• Activity:
Please write out every entry below, word for word.
--- Exercise inputs ---
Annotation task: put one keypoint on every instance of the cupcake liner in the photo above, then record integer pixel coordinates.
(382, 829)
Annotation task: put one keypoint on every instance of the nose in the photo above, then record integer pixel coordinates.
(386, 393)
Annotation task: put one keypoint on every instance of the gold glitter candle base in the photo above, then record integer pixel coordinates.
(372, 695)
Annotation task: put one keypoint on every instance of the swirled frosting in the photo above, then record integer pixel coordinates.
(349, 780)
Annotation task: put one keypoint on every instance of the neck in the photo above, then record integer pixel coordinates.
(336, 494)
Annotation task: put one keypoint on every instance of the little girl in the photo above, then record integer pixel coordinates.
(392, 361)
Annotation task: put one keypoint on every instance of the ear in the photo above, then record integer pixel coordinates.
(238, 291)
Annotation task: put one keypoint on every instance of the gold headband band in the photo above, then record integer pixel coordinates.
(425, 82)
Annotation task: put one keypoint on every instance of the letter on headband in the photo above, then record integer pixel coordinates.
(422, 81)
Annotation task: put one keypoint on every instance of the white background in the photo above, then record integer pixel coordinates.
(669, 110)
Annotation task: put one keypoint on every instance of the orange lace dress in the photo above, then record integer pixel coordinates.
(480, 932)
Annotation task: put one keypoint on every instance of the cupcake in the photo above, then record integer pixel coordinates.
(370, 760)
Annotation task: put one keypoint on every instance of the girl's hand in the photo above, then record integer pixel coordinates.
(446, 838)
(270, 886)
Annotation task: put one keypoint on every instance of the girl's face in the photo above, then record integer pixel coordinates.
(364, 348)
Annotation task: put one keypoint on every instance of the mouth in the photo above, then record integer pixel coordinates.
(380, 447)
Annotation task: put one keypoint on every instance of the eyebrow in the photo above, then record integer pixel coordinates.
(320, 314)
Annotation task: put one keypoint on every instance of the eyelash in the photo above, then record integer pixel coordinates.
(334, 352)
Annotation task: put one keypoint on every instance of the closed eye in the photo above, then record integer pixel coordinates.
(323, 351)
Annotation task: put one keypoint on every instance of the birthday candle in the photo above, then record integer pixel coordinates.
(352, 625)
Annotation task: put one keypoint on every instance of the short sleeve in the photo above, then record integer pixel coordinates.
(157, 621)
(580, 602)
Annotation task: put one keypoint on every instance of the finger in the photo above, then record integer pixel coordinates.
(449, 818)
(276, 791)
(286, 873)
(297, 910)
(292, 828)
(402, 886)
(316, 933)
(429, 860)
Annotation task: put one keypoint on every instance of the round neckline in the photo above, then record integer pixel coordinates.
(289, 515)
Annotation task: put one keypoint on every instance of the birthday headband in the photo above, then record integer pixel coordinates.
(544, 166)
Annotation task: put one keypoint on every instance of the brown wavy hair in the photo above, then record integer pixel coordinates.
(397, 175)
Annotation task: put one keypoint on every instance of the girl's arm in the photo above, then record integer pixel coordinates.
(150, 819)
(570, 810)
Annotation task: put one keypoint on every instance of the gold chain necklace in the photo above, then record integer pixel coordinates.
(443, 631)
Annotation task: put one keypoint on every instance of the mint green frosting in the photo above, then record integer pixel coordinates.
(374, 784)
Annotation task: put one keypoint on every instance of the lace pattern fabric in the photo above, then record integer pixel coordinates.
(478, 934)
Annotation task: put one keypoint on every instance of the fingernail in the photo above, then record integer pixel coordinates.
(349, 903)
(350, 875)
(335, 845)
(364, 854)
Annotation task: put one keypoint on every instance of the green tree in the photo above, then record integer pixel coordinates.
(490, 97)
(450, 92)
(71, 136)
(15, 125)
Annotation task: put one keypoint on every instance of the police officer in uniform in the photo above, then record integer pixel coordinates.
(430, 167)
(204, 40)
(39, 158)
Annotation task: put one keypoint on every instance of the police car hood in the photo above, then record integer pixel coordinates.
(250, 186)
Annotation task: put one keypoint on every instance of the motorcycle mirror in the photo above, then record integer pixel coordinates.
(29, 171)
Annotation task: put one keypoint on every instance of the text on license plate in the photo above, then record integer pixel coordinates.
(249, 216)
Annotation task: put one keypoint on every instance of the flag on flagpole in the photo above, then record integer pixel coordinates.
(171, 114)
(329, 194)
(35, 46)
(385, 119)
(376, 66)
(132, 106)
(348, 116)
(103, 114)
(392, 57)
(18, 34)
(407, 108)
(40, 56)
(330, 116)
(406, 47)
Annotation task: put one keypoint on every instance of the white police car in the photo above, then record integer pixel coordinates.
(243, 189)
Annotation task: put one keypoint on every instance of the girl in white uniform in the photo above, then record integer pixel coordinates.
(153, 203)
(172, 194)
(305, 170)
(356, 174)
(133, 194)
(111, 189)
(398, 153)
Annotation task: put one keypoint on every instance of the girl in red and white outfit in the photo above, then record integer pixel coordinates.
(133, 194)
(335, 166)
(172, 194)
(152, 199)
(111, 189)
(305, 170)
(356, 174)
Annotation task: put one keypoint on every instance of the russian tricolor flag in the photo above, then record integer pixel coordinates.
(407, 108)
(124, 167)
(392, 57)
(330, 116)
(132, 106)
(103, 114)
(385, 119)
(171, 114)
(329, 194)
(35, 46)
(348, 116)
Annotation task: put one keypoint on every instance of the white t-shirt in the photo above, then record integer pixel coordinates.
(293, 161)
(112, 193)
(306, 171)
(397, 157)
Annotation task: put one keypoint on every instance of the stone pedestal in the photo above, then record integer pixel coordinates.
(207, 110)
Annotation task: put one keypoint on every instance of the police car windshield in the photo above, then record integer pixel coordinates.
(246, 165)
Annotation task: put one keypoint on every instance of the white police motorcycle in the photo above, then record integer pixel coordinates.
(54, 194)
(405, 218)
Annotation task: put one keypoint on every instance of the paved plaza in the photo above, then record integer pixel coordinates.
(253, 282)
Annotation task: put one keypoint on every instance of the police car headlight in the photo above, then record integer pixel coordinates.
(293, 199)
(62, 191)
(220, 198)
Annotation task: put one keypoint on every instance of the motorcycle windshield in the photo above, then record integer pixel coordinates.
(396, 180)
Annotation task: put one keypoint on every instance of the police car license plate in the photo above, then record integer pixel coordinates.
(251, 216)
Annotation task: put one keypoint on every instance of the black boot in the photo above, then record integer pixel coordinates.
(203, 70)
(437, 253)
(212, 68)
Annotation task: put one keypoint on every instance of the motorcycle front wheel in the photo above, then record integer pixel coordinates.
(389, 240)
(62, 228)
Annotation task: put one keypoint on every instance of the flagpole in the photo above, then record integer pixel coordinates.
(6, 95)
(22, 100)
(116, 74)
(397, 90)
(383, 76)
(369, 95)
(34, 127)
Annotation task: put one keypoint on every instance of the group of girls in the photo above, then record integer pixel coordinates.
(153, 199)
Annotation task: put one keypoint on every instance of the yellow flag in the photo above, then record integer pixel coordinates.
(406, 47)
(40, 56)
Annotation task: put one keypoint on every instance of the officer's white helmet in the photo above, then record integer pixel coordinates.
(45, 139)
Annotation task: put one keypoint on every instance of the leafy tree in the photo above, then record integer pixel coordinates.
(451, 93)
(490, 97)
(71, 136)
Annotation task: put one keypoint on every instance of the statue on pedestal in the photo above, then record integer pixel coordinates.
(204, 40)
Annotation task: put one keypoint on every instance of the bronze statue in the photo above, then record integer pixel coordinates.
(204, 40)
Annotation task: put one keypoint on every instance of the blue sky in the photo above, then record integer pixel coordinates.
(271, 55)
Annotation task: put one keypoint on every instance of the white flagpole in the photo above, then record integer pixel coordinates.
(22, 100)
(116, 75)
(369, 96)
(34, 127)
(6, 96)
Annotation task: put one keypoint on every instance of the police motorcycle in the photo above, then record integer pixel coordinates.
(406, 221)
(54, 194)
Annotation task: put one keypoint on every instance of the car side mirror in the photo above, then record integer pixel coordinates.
---
• Solved problem:
Annotation task: put one keypoint on every instance of the cupcake liner in the photo above, then record integer pixel coordinates.
(382, 829)
Annotation task: put one keypoint on every instance of the nose in the photo above, then record integer pixel coordinates.
(386, 393)
Annotation task: put one keypoint on every instance of the gold glitter candle base in the photo above, then record integer pixel coordinates.
(372, 695)
Annotation task: put one keypoint on every instance of the swirled frosting in the photo above, then record integer pixel coordinates.
(349, 780)
Annotation task: put one keypoint on every instance of the neck in the photo above, then record integer pixel coordinates.
(336, 494)
Annotation task: put one keypoint on every instance of the little girl in the photo above, then record integer pixel coordinates.
(392, 361)
Annotation task: put one keypoint on every instance of the ear in the photo above, then record integer pixel coordinates.
(238, 291)
Annotation task: put one keypoint on every instance of the gold headband band in the photo above, then record integer pixel coordinates.
(425, 82)
Annotation task: put one keypoint on every instance of the letter on headband in the photo above, then record integer pixel coordinates.
(422, 81)
Annotation task: put one keypoint on every instance of the white background in the photo above, then record integer pixel coordinates.
(669, 110)
Annotation task: put one keypoint on every instance of the orange lace dress in the photo above, then record integer pixel coordinates.
(480, 932)
Annotation task: put one keypoint on every instance of the cupcake in the photo above, then record integer pixel coordinates.
(370, 760)
Annotation task: put one keypoint on every instance of the girl's hand in the photo above, then record integer pixel coordinates.
(446, 838)
(270, 886)
Annotation task: put one keypoint on every instance of the girl's face in the photo above, then record integer pixel coordinates.
(364, 348)
Annotation task: put one keypoint on every instance of the mouth in the photo above, then record integer pixel coordinates.
(380, 447)
Annotation task: put one keypoint on every instance of the eyebrow in the photo above, then record integer pixel coordinates.
(320, 314)
Annotation task: put one keypoint on every instance of the eyelash in the photo above, then record integer pixel coordinates.
(334, 352)
Annotation task: put one keypoint on every instance of the closed eye in the photo above, then record integer pixel coordinates.
(323, 351)
Annotation task: put one keypoint on every instance of the birthday candle in the photo above, then record integer pixel coordinates.
(352, 625)
Annotation task: put one keypoint on every instance of the short sleeve in the photo above, then record integer pixel coordinates.
(157, 621)
(580, 602)
Annotation task: put one keypoint on every instance of the finger in the photo above, then record integer pixel coordinates.
(449, 818)
(276, 791)
(286, 873)
(297, 910)
(292, 828)
(402, 886)
(316, 933)
(429, 860)
Annotation task: put one keypoint on every instance of the round neckline in the photo above, then record integer pixel coordinates.
(289, 515)
Annotation task: put one keypoint on every instance of the birthday headband in the photo above, then record integer pixel coordinates.
(544, 166)
Annotation task: put one keypoint on every instance of the brown wavy hair in the photo above, then record integer pixel coordinates.
(397, 175)
Annotation task: put one keypoint on every instance of the girl's arm in the photo above, then record integer pixel coordinates.
(150, 819)
(570, 810)
Annotation task: put one keypoint on every instance of the gold chain necklace in the photo above, then record integer pixel coordinates.
(443, 631)
Annotation task: put one keypoint on every instance of the mint green frosting in the photo above, then record integer pixel coordinates.
(374, 784)
Annotation task: put one keypoint on every instance of the lace pattern fabric in the photo above, then record integer pixel coordinates.
(478, 934)
Annotation task: put one keypoint on every instance of the fingernail in the photo above, then record integer pixel coordinates.
(349, 903)
(350, 875)
(335, 845)
(364, 854)
Annotation task: put one keypoint on every instance of the green tree in the photo above, then record integer pixel coordinates.
(490, 97)
(450, 92)
(71, 136)
(15, 125)
Annotation task: put one keypoint on every instance of the police officer in uniform in the photo above, then record integer pixel coordinates.
(430, 167)
(204, 40)
(39, 158)
Annotation task: put one keypoint on every instance of the police car hood in the photo above, then record integer pixel coordinates.
(250, 186)
Annotation task: put one keypoint on every instance of the motorcycle mirror in the photo above, then record integer pixel coordinates.
(29, 171)
Annotation task: put one keypoint on every instance of the text on license plate in the photo above, then record integer pixel coordinates.
(249, 216)
Annotation task: put one keypoint on every instance of the flag on flagpole in the photo above, then record integer pixel coordinates.
(171, 114)
(329, 194)
(35, 46)
(385, 119)
(376, 66)
(132, 106)
(348, 116)
(103, 114)
(392, 57)
(18, 34)
(407, 108)
(40, 56)
(330, 116)
(406, 47)
Annotation task: put one keypoint on every instance of the white police car in the photo above, then record integer pixel coordinates.
(243, 189)
Annotation task: put one keypoint on every instance of the girl in white uniform in the photo above, then record integer pixel coordinates.
(153, 203)
(172, 194)
(305, 170)
(356, 174)
(133, 194)
(111, 189)
(398, 153)
Annotation task: put one keypoint on every instance of the girl in red and white outfit in the photo above, then record integer pixel coordinates.
(133, 194)
(335, 166)
(172, 194)
(152, 199)
(111, 189)
(305, 170)
(356, 174)
Annotation task: put one keypoint on every instance of the russian tricolor flag in the photo above, then record integer pixel coordinates.
(407, 108)
(124, 167)
(392, 57)
(330, 116)
(132, 106)
(103, 114)
(385, 119)
(171, 114)
(329, 194)
(35, 46)
(348, 116)
Annotation task: put one keypoint on every instance of the white t-shirt in the photo above, then record integer pixel coordinates.
(293, 161)
(112, 193)
(306, 171)
(397, 157)
Annotation task: put one keypoint on every instance of the stone pedestal in the photo above, then record integer pixel coordinates.
(207, 110)
Annotation task: put one keypoint on every instance of the police car windshield in the photo above, then record integer pixel coordinates.
(246, 165)
Annotation task: put one keypoint on every instance of the white police motorcycle in the photo above, then record integer pixel coordinates.
(54, 194)
(405, 218)
Annotation task: put one keypoint on every instance of the paved plaza in the photo above, then record integer pixel coordinates.
(253, 282)
Annotation task: put one keypoint on every instance of the police car headlight in the photo above, then record integer pixel coordinates.
(293, 199)
(62, 191)
(220, 198)
Annotation task: put one keypoint on every instance of the motorcycle windshield in the photo above, then record integer pixel coordinates.
(396, 180)
Annotation task: put one keypoint on every instance of the police car license plate in the photo above, then record integer pixel coordinates.
(251, 216)
Annotation task: put one keypoint on every instance of the black boot in the photo above, then record integer pixel coordinates.
(203, 70)
(437, 253)
(212, 68)
Annotation task: put one keypoint on every instance of the motorcycle front wheel in the photo above, then record integer pixel coordinates.
(389, 240)
(62, 228)
Annotation task: put one keypoint on every instance of the flagpole in the photo above, then record integer pixel coordinates.
(6, 95)
(22, 100)
(116, 74)
(397, 90)
(383, 76)
(369, 95)
(34, 127)
Annotation task: put one keypoint on every instance of the group of girls in the photo above, then record integer pixel coordinates.
(153, 199)
Annotation task: put one keypoint on every instance of the yellow flag in the photo above, then record integer pixel coordinates.
(406, 47)
(40, 56)
Annotation task: put one keypoint on every instance of the officer's white helmet in the photo above, then record integer pixel coordinates.
(45, 139)
Annotation task: put one keypoint on every instance of the leafy tree in the photo above, then record integer pixel coordinates.
(451, 93)
(490, 97)
(71, 136)
Annotation task: put one keypoint on every instance of the statue on pedestal in the photo above, then record integer pixel coordinates.
(204, 40)
Annotation task: put one keypoint on every instance of the bronze statue in the photo above, then record integer pixel coordinates.
(204, 40)
Annotation task: put one keypoint on every instance of the blue sky in the photo above, then record integer pixel coordinates.
(271, 55)
Annotation task: put one keypoint on every instance of the white flagpole in the photo above, then record integer pixel coordinates.
(22, 100)
(116, 75)
(369, 96)
(34, 127)
(6, 96)
Annotation task: put one keypoint on every instance of the police motorcycle in the photo above, then record integer pixel coordinates.
(406, 221)
(54, 194)
Annotation task: put one keypoint on every instance of the car side mirror in the photo above, then record integer pixel coordinates.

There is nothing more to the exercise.